** START OF Extracted material **

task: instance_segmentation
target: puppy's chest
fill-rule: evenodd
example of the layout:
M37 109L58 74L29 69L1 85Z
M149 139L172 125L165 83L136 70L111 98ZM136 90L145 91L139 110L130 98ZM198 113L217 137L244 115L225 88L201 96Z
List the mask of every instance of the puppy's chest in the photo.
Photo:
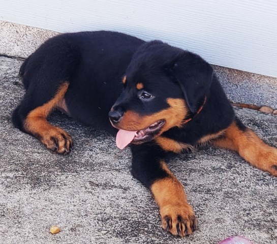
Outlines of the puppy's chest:
M168 136L161 135L156 138L156 143L166 151L180 154L183 151L192 151L198 145L207 143L222 136L225 130L213 134L205 135L198 138L187 138L185 136Z

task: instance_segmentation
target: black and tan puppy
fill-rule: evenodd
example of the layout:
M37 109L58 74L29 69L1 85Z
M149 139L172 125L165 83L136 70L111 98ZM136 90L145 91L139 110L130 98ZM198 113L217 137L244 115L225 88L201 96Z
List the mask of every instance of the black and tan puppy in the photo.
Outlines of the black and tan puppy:
M72 139L47 121L54 109L118 131L118 147L132 150L133 174L150 189L163 228L173 235L191 234L196 220L167 167L168 152L209 142L277 176L277 149L236 118L211 66L189 51L114 32L66 34L43 44L20 74L26 93L13 113L15 126L63 154Z

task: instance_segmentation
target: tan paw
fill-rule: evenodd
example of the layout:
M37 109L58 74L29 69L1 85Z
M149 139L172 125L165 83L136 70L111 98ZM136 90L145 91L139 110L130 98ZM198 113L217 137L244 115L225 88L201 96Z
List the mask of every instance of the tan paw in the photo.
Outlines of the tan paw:
M39 139L47 148L58 154L68 154L72 149L71 136L58 127L51 126L40 135Z
M191 206L188 204L168 205L160 209L162 225L174 235L186 236L196 228L196 218Z

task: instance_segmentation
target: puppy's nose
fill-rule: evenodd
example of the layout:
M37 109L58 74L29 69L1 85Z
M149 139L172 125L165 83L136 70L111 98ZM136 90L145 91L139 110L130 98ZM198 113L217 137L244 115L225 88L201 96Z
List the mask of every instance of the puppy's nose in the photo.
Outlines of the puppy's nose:
M124 111L121 109L111 110L109 112L110 120L114 124L118 123L123 117Z

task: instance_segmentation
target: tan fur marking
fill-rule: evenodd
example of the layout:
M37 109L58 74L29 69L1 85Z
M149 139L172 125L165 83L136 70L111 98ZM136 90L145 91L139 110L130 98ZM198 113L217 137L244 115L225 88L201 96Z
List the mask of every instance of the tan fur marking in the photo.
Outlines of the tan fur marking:
M126 83L126 76L125 75L124 77L123 77L123 79L122 79L122 83L123 83L123 84L125 84Z
M241 131L233 123L227 128L225 137L213 144L236 151L252 165L277 176L277 149L265 144L250 129Z
M194 150L194 147L191 145L182 143L163 136L157 137L155 141L164 150L167 151L179 154L183 151Z
M169 129L181 127L188 109L183 99L169 98L167 100L170 107L150 115L141 116L132 111L127 111L117 127L128 131L143 130L160 119L165 119L166 124L160 135Z
M203 136L202 138L197 141L198 144L205 144L209 142L210 141L214 140L220 136L222 136L225 132L225 130L222 130L217 133L211 134L206 135Z
M157 180L150 189L160 207L163 228L174 235L190 235L196 225L194 211L187 202L187 196L180 181L164 162L162 162L161 166L169 177Z
M142 84L142 83L138 83L137 84L136 87L138 90L141 90L144 87L143 84Z
M61 154L69 152L72 140L63 130L50 125L47 117L64 99L69 85L68 82L63 83L51 100L29 113L24 123L26 131L40 139L48 148Z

** END OF Extracted material **

→ Work required
Put the lines above into a numbered list, leaving out the blank lines and the picture.

→ Task result
1. task: instance_segmentation
2. target: puppy's chest
3. fill-rule: evenodd
4. example of the layout:
5. M37 109L58 74L29 69L1 85Z
6. M149 139L172 125L165 83L136 70L111 98ZM136 90L145 91L139 110L130 98ZM198 113L217 137L244 115L225 88L201 96Z
7. List the mask of every instance of the puppy's chest in the photo.
8. Photo:
9. Outlines of the puppy's chest:
10. M168 136L161 135L156 138L156 143L166 151L180 154L183 151L192 151L198 145L207 143L222 136L225 130L213 134L205 135L198 138L187 138L185 136Z
11. task: instance_segmentation
12. target: black and tan puppy
13. fill-rule: evenodd
14. example of the layout:
15. M37 109L58 74L29 69L1 85Z
16. M149 139L172 125L165 83L136 70L111 98ZM136 90L145 91L139 110L130 98ZM198 113L217 137L244 115L225 88L201 96Z
17. List the mask of every instance of the black and tan puppy in the photo.
18. Outlines of the black and tan puppy:
19. M72 139L47 121L54 109L118 131L118 147L132 150L133 174L150 189L163 228L173 235L191 234L196 220L167 167L168 152L209 142L277 176L277 149L236 118L211 66L189 51L114 32L66 34L43 44L20 74L26 93L13 113L15 126L63 154Z
20. task: instance_segmentation
21. target: tan paw
22. fill-rule: evenodd
23. example of the layout:
24. M37 109L58 74L29 69L1 85Z
25. M149 139L172 125L165 83L136 70L111 98ZM136 90L145 91L139 110L130 98ZM198 113L217 137L244 115L225 88L201 96Z
26. List the mask of every instance of the tan paw in the photo.
27. Outlines of the tan paw:
28. M39 139L47 148L58 154L68 154L72 149L71 136L58 127L51 126L40 135Z
29. M191 206L188 204L168 205L160 209L162 225L174 235L186 236L196 228L196 218Z
30. task: instance_segmentation
31. target: puppy's nose
32. fill-rule: evenodd
33. example of the layout:
34. M37 109L58 74L29 69L1 85Z
35. M149 139L172 125L165 83L136 70L111 98ZM136 90L145 91L139 110L130 98ZM198 113L217 137L244 115L225 88L201 96Z
36. List the mask of every instance of the puppy's nose in the photo.
37. Outlines of the puppy's nose:
38. M124 111L121 109L111 110L109 112L110 120L114 124L118 123L123 117Z
39. task: instance_segmentation
40. target: tan fur marking
41. fill-rule: evenodd
42. example of the layout:
43. M37 109L58 74L29 69L1 85Z
44. M149 139L172 125L165 83L136 70L111 98ZM136 90L145 91L139 110L130 98ZM198 113L217 137L244 115L225 88L201 96Z
45. List the mask of every instance of the tan fur marking in the photo.
46. Outlines of the tan fur marking:
47. M126 83L126 76L125 75L124 77L123 77L123 79L122 79L122 83L123 83L123 84L125 84Z
48. M241 131L233 123L227 128L225 137L213 144L236 151L252 165L277 176L277 149L265 144L250 129Z
49. M194 150L194 147L191 145L182 143L163 136L157 137L155 141L164 150L167 151L179 154L183 151Z
50. M169 129L181 127L188 109L183 99L169 98L167 100L170 107L150 115L141 116L132 111L127 111L117 127L128 131L143 130L160 119L165 119L166 124L160 135Z
51. M203 136L202 138L197 141L198 144L205 144L209 142L210 141L214 140L220 136L222 136L225 132L225 130L222 130L217 133L211 134L206 135Z
52. M157 180L150 189L160 207L163 228L174 235L190 235L196 225L194 211L187 202L187 196L180 181L164 162L162 162L161 166L169 177Z
53. M142 84L142 83L138 83L137 84L136 87L138 90L141 90L144 87L143 84Z
54. M61 154L69 152L72 140L63 130L50 125L47 117L64 99L69 85L68 82L63 83L51 100L29 113L24 123L26 131L40 139L48 148Z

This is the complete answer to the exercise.